* [Supplied entries]:

** Begin **

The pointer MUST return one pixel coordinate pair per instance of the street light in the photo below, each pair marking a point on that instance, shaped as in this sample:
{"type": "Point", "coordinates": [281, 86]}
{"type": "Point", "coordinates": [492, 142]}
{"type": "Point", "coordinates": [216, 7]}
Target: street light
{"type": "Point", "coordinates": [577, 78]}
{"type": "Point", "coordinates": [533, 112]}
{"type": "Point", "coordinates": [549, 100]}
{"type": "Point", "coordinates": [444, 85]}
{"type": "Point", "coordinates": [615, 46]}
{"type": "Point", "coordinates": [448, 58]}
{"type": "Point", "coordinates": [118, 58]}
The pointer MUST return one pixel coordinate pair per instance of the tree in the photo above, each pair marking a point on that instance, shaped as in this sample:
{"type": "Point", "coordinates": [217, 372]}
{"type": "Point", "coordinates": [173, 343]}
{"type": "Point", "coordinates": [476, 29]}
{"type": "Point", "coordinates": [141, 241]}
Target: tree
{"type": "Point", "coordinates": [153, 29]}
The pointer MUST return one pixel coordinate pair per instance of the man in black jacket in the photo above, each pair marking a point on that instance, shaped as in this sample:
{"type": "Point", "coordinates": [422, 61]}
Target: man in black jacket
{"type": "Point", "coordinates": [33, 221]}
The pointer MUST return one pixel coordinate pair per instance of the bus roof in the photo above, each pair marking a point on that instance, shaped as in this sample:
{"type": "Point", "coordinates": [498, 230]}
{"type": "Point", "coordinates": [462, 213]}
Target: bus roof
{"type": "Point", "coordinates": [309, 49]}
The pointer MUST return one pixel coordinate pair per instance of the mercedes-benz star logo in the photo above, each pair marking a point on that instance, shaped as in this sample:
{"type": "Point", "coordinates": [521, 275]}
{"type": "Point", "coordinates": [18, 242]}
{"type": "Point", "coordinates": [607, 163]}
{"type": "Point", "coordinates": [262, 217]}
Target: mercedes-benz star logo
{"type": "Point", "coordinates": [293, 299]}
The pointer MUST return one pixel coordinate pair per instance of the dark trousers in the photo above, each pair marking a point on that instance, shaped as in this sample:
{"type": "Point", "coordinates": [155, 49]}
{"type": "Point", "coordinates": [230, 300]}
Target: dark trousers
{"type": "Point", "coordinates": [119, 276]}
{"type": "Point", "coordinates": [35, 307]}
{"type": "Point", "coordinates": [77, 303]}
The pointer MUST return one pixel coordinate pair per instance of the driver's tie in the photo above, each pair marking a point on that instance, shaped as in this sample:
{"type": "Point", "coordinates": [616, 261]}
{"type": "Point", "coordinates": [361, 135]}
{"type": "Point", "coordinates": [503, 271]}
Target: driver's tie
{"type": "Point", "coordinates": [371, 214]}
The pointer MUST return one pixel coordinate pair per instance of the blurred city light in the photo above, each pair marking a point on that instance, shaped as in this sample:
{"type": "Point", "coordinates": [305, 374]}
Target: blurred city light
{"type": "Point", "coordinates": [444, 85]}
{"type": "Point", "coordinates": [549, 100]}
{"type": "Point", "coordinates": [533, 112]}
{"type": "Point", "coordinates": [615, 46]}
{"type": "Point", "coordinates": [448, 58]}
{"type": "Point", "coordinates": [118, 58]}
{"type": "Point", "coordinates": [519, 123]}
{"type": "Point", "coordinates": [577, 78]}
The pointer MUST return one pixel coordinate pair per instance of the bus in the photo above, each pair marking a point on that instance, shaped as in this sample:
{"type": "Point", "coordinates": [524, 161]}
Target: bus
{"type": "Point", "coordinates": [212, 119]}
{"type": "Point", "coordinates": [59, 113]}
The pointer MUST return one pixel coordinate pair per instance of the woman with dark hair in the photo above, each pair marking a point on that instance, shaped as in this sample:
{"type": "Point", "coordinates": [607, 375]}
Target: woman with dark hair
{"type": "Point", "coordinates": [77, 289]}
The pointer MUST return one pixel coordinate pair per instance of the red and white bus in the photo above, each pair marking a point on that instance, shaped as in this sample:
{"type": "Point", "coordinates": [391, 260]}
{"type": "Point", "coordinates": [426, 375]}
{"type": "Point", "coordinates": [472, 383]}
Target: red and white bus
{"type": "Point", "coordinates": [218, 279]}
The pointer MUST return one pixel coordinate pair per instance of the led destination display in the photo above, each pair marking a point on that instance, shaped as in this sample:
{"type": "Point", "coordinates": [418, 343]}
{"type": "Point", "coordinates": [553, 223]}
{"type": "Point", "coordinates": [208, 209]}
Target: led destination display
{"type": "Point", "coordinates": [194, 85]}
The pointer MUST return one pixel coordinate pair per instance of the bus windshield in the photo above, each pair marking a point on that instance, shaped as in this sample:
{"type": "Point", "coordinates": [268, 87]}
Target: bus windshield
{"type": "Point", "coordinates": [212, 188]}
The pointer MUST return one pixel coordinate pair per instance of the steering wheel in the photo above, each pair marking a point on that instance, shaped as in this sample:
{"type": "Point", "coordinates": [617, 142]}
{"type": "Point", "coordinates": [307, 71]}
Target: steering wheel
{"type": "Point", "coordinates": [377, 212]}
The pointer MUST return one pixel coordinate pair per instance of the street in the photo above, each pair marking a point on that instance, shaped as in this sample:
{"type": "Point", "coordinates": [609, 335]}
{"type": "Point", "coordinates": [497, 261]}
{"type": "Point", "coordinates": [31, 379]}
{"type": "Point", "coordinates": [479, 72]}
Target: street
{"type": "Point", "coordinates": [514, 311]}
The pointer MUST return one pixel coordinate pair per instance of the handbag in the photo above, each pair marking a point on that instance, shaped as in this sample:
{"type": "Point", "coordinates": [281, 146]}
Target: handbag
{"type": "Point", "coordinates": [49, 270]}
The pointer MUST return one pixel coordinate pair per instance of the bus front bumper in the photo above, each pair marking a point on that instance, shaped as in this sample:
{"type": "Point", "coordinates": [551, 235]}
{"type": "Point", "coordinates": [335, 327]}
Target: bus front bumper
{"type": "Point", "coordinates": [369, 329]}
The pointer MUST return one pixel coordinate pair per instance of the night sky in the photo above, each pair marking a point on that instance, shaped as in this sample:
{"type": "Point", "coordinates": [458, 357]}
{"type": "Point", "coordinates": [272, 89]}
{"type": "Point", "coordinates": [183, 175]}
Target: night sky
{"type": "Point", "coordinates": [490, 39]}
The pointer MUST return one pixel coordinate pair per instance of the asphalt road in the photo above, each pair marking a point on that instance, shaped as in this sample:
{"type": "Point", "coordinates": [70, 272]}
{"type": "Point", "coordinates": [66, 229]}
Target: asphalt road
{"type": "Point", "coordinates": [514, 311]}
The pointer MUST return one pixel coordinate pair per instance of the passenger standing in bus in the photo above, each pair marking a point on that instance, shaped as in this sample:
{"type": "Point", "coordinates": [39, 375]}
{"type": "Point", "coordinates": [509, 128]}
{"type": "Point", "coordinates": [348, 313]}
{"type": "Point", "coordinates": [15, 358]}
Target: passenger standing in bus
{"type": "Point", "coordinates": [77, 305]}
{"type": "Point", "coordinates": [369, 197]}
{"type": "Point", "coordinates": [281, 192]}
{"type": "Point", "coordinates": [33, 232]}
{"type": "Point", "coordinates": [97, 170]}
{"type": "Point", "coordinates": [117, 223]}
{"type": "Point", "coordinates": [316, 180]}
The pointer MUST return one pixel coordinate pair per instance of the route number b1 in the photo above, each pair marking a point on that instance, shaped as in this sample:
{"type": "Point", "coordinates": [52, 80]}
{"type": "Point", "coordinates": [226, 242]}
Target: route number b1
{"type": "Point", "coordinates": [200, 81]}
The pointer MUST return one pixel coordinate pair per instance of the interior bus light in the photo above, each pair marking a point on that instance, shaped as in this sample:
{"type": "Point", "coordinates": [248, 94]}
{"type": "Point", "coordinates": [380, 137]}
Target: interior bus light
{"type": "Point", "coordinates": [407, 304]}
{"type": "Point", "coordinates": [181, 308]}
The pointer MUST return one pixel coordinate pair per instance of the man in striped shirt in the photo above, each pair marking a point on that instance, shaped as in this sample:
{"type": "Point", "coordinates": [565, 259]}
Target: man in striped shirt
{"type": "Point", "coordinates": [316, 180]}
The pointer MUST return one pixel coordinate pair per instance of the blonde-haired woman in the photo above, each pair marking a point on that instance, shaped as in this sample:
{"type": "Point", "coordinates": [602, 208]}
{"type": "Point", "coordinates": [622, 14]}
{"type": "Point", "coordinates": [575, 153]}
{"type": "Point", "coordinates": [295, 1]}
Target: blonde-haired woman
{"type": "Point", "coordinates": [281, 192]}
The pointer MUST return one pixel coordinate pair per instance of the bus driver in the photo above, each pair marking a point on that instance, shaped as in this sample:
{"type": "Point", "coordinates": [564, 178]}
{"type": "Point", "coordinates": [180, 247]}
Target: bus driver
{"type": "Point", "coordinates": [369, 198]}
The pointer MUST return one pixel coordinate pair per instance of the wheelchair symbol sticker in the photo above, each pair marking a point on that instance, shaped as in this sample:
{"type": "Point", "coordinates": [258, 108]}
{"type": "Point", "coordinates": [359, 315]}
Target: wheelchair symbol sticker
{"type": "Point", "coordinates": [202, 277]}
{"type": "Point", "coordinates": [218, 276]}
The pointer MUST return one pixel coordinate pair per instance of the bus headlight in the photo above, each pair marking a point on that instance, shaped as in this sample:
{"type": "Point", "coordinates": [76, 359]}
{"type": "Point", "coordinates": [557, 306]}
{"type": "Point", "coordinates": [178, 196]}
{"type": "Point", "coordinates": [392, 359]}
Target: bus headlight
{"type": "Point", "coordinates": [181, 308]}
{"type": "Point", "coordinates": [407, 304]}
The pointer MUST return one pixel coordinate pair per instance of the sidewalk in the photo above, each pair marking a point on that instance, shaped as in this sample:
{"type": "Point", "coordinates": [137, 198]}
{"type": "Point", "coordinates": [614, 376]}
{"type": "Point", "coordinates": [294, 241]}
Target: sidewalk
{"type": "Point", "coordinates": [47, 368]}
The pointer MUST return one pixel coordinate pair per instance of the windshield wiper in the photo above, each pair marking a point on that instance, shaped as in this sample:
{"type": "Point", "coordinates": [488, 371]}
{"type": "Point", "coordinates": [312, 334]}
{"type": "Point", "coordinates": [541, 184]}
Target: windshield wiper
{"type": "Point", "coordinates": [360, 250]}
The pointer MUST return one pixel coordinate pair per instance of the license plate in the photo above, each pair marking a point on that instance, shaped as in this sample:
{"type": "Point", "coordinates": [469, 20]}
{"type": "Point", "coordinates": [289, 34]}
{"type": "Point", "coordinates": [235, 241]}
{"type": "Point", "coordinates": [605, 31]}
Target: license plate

** End **

* [Short task]:
Retype only the lines running from the line with "of the sidewalk" to the end of the listing, including both of those lines.

* [Solution for this problem]:
The pointer MUST return one pixel coordinate pair per instance of the sidewalk in the photo above, each pair marking a point on that instance, shaped as in this sample:
{"type": "Point", "coordinates": [137, 198]}
{"type": "Point", "coordinates": [614, 376]}
{"type": "Point", "coordinates": [294, 241]}
Target: sidewalk
{"type": "Point", "coordinates": [47, 368]}
The pointer MUST return one pixel coordinate pair per instance of the windshield wiper in the photo above, each pair marking a point on that instance, shaped as in this sample:
{"type": "Point", "coordinates": [488, 371]}
{"type": "Point", "coordinates": [312, 334]}
{"type": "Point", "coordinates": [541, 184]}
Target: windshield wiper
{"type": "Point", "coordinates": [360, 250]}
The pointer MUST return one pixel coordinate pair per instance of the license plate in the photo above, each pair marking a point on that instance, shaped as in this sample:
{"type": "Point", "coordinates": [469, 20]}
{"type": "Point", "coordinates": [289, 34]}
{"type": "Point", "coordinates": [235, 241]}
{"type": "Point", "coordinates": [605, 31]}
Target: license plate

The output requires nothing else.